# Given task:
Reproduce every one of the records below word for word, with each line unchanged.

# Entries:
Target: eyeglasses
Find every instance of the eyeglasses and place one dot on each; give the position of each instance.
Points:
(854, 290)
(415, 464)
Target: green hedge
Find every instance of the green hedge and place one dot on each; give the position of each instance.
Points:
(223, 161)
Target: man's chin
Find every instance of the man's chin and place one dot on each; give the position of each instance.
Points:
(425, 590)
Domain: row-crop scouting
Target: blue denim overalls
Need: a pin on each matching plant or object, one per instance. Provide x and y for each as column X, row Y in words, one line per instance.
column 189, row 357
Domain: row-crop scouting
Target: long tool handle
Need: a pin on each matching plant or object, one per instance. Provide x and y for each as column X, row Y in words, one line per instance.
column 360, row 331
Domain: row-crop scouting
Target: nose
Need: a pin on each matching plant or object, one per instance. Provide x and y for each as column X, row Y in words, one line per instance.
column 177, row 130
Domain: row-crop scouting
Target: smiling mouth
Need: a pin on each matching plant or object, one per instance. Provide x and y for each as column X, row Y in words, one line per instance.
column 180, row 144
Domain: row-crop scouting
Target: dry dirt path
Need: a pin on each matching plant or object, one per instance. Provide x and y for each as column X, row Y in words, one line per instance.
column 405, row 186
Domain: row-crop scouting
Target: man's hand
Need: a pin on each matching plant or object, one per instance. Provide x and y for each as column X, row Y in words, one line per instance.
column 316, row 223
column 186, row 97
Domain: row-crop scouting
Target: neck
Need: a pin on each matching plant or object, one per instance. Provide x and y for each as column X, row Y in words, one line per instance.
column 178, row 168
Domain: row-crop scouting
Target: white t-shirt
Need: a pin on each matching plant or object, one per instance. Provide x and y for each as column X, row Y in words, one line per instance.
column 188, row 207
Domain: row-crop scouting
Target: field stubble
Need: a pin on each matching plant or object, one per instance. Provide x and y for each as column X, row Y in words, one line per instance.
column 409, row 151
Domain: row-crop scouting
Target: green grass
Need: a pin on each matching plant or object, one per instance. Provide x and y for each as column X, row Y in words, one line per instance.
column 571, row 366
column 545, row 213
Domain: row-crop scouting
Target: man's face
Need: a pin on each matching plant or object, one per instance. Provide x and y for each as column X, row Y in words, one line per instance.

# Worked answer:
Target: eyeglasses
Find every instance of the eyeglasses and place one dot on each; give the position of each instance.
Points:
(854, 290)
(415, 464)
Target: green hedge
Find every instance of the green hedge and place one dot on each; give the position of each instance.
Points:
(223, 161)
Target: man's chin
Find every instance of the man's chin and place one dot on each; give the position of each instance.
Points:
(425, 590)
Domain: row-crop scouting
Target: blue denim overalls
Need: a pin on each matching plant or object, one per instance. Provide x and y for each as column X, row Y in words, one line per instance.
column 189, row 357
Domain: row-crop scouting
Target: long tool handle
Need: a pin on each matching plant or object, one per instance. Provide x and y for each as column X, row Y in words, one line per instance.
column 360, row 331
Domain: row-crop scouting
Target: nose
Need: a pin on each matching plant or object, one per instance. Provide x and y for each as column X, row Y in words, one line per instance.
column 177, row 130
Domain: row-crop scouting
Target: smiling mouth
Need: a pin on each matching plant or object, one per instance. Provide x and y for each as column X, row Y in words, one line per instance.
column 180, row 144
Domain: row-crop scouting
Target: dry dirt path
Need: a pin on each matching plant or object, one per instance. Provide x and y for each as column X, row Y in words, one line per instance.
column 405, row 186
Domain: row-crop scouting
Target: man's hand
Need: a pin on each matching plant or object, one per instance. Provide x and y for each as column X, row Y in words, one line per instance.
column 316, row 223
column 186, row 97
Domain: row-crop scouting
Target: neck
Need: a pin on each matching plant or object, one per instance. Provide x and y for each as column X, row Y in words, one line per instance.
column 178, row 168
Domain: row-crop scouting
Target: white t-shirt
Need: a pin on each matching plant or object, one per instance. Provide x and y for each as column X, row Y in words, one line per instance.
column 188, row 207
Domain: row-crop scouting
Target: field stubble
Need: a pin on each matching plant or object, one per instance. Provide x and y for each as column X, row Y in words, one line per instance.
column 409, row 151
Domain: row-crop scouting
Target: green grass
Need: a pin on each matching plant or object, one per instance. Provide x and y for each as column X, row Y in words, one line per instance.
column 571, row 366
column 545, row 213
Domain: row-crop scouting
Target: man's face
Need: a pin on each matching plant or object, one per instance. Provide x and y for each as column X, row Y in words, one line per instance.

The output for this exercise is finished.